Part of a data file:
<<<<

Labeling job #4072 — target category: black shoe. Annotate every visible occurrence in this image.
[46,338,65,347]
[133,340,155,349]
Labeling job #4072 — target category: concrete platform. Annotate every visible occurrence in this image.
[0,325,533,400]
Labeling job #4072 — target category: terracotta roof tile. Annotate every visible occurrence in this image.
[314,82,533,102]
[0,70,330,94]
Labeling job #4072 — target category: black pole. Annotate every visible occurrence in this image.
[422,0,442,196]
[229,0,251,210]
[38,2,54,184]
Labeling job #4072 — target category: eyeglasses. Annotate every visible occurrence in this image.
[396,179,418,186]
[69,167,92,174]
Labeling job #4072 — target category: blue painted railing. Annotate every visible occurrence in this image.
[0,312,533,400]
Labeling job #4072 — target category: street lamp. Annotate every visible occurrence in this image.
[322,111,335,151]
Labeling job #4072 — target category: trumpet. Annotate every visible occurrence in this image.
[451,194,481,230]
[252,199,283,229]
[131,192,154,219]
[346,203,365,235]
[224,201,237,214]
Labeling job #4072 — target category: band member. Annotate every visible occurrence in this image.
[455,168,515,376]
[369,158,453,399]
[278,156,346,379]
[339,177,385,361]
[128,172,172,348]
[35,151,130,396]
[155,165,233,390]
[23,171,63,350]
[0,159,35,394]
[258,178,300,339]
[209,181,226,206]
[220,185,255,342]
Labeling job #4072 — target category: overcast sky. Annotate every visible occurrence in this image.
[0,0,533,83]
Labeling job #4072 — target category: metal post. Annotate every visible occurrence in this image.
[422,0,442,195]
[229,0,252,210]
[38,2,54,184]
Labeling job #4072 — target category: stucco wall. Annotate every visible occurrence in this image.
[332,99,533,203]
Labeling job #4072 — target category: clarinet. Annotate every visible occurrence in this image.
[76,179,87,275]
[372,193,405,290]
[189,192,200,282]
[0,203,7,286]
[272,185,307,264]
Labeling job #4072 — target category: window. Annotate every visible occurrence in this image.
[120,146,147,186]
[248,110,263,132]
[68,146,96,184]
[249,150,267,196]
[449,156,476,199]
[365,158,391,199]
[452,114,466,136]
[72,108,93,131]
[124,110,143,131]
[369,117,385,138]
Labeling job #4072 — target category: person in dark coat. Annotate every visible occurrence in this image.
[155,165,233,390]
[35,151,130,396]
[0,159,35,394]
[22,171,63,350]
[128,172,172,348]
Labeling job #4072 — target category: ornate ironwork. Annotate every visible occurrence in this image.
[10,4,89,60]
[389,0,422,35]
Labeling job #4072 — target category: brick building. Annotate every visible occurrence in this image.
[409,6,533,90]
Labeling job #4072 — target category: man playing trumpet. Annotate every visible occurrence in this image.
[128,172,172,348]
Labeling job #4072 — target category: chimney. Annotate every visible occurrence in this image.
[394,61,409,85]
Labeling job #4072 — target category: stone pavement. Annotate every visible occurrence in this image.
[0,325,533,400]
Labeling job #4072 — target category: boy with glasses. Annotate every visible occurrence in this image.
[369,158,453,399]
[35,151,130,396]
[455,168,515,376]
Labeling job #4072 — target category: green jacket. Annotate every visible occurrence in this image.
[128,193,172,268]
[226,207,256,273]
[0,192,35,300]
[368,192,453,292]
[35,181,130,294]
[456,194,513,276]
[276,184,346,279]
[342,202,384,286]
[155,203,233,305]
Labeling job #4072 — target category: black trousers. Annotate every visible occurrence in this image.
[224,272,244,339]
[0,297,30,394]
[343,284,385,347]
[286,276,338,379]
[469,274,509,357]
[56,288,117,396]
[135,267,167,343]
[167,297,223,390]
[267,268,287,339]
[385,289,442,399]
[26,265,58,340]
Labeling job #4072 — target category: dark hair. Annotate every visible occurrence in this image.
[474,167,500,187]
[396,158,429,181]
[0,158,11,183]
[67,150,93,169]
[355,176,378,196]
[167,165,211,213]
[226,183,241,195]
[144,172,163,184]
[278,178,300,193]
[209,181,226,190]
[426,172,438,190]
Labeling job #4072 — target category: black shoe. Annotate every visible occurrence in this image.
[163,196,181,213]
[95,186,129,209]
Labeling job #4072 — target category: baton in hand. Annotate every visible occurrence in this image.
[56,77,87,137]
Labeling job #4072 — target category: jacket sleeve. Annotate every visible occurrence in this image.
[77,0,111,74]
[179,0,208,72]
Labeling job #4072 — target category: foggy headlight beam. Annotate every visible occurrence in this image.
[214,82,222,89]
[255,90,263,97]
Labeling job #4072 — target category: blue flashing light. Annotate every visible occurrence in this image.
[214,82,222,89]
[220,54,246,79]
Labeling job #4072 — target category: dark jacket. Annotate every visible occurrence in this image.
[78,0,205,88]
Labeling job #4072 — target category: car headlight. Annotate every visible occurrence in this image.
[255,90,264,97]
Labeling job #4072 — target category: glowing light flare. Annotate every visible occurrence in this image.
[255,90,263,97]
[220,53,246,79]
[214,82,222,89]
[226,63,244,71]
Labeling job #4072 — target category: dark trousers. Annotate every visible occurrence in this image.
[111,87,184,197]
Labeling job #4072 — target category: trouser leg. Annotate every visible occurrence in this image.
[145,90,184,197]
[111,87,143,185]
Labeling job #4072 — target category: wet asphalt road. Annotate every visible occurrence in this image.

>>>>

Exercise goal
Reproduce all of the data above line for line, with no changes.

Correct answer
Labeling job #4072 — target category: black shoe. Annotate every visible occurrence in this image.
[46,338,65,347]
[133,340,155,349]
Labeling job #4072 — target category: concrete platform. Annotate every visible occurrence in this image.
[0,325,533,400]
Labeling job #4072 — target category: terracotta roof tile. Annotate every visible occurrence in this image.
[314,82,533,102]
[0,70,330,94]
Labeling job #4072 — target category: black pole. Annotate every visible occurrence in this image.
[422,0,442,196]
[229,0,251,210]
[38,2,54,184]
Labeling job #4072 — target category: eyeglasses. Annotate every visible occurrence in this image.
[396,179,418,186]
[69,167,92,174]
Labeling job #4072 — target category: blue painted railing. Annotate every visible occurrence in this image.
[0,312,533,400]
Labeling job #4072 — target category: street lamp. Annotate every visible occurrence in this image.
[322,111,335,151]
Labeling job #4072 — target category: trumpet. Annotate every visible occurrence in this image.
[451,194,481,230]
[252,199,283,229]
[131,192,154,219]
[346,203,365,235]
[224,201,237,214]
Labeling job #4072 — target category: band member. Annotate every visible occurrence in this image.
[455,168,515,376]
[369,158,453,399]
[278,156,346,379]
[339,177,385,361]
[128,172,172,348]
[35,151,130,396]
[155,165,233,390]
[23,171,63,350]
[0,159,35,394]
[258,178,300,339]
[209,181,226,206]
[220,185,255,342]
Labeling job #4072 — target category: overcast sky. Annotate every visible occurrence in this image.
[0,0,533,83]
Labeling job #4072 — target category: metal post. Annotate every visible occurrence in this image.
[422,0,442,195]
[229,0,252,210]
[38,2,54,184]
Labeling job #4072 — target category: stucco wall. Annotate every visible occurrence in this image.
[332,99,533,203]
Labeling job #4072 — target category: clarinet. Annotate every visible occurrence in this image.
[76,179,87,275]
[372,193,405,290]
[189,192,200,282]
[0,203,7,286]
[272,185,307,264]
Labeling job #4072 — target category: window. Annotate every visible occurrence in this image.
[120,146,147,186]
[248,110,263,132]
[68,146,96,184]
[249,150,267,196]
[449,156,476,199]
[365,158,391,199]
[452,114,466,136]
[72,108,93,131]
[124,110,143,131]
[369,117,385,138]
Labeling job #4072 — target category: person in dark coat. Annotate every visible occurrence in this image.
[155,165,233,390]
[35,151,130,396]
[0,159,35,394]
[22,171,63,350]
[128,172,172,348]
Labeling job #4072 — target category: ornate ironwork. Annotate every visible occurrence in this image.
[10,4,89,60]
[389,0,422,35]
Labeling job #4072 — target category: brick building. Annotate every visible occurrence in this image.
[409,6,533,90]
Labeling job #4072 — target category: man playing trumpet. Annotate every visible occurrence in this image.
[128,172,172,348]
Labeling job #4072 — target category: chimney. Annotate every visible occurrence in this image.
[394,61,409,85]
Labeling job #4072 — target category: stone pavement. Annotate every visible occurrence in this image.
[0,325,533,400]
Labeling job #4072 — target category: boy with glasses. Annotate every visible occurrence in this image.
[369,158,453,399]
[35,151,130,396]
[455,168,515,376]
Labeling job #4072 — target category: green jacket. Annotate every visible occurrence in this image.
[128,193,172,268]
[226,207,256,273]
[0,192,35,300]
[368,192,453,292]
[35,181,130,294]
[456,194,513,276]
[276,184,346,279]
[342,202,384,286]
[155,203,233,305]
Labeling job #4072 — target category: black trousers. Annotate every visible occurrence in this image.
[224,272,244,339]
[0,297,30,394]
[343,284,385,347]
[286,276,338,379]
[469,274,509,357]
[56,288,117,396]
[135,267,167,343]
[167,297,223,390]
[267,268,287,339]
[385,289,442,399]
[26,265,58,340]
Labeling job #4072 — target category: dark hair. Annotate every visible occurrence in this image.
[474,167,500,187]
[396,158,429,181]
[0,158,11,183]
[67,150,93,169]
[355,176,378,196]
[167,165,211,213]
[226,183,241,195]
[144,172,163,184]
[278,178,300,193]
[209,181,226,190]
[426,172,438,190]
Labeling job #4072 — target category: black shoe. Annotate every visible occurrence in this image.
[163,196,181,213]
[95,186,129,209]
Labeling job #4072 — target category: baton in hand. Annotate every visible occurrence in this image.
[56,77,87,137]
Labeling job #4072 — target category: jacket sleeve. Annotate every visible occurrence in this image.
[77,0,111,74]
[179,0,208,72]
Labeling job #4072 — target category: foggy headlight beam. Annotate every visible occurrence in this image.
[214,82,222,89]
[255,90,263,97]
Labeling job #4072 — target category: blue flashing light. Annotate every visible occurrence in this image.
[214,82,222,89]
[220,54,246,79]
Labeling job #4072 — target category: dark jacket. Annotate every visible occurrence in this image.
[78,0,205,88]
Labeling job #4072 — target category: car headlight. Annotate every visible occurrence in this image.
[255,90,264,97]
Labeling job #4072 — target category: glowing light flare. Annotate every visible occurrence in this image.
[255,90,263,97]
[220,53,246,79]
[214,82,222,89]
[226,63,244,71]
Labeling job #4072 — target category: dark trousers. Annotate every visible occurrence in this image.
[111,87,184,197]
Labeling job #4072 — target category: trouser leg. Annotate every visible occurrence in this image.
[145,90,184,197]
[111,87,143,185]
Labeling job #4072 — target category: wet asphalt road. Annotate every visible occurrence in this image.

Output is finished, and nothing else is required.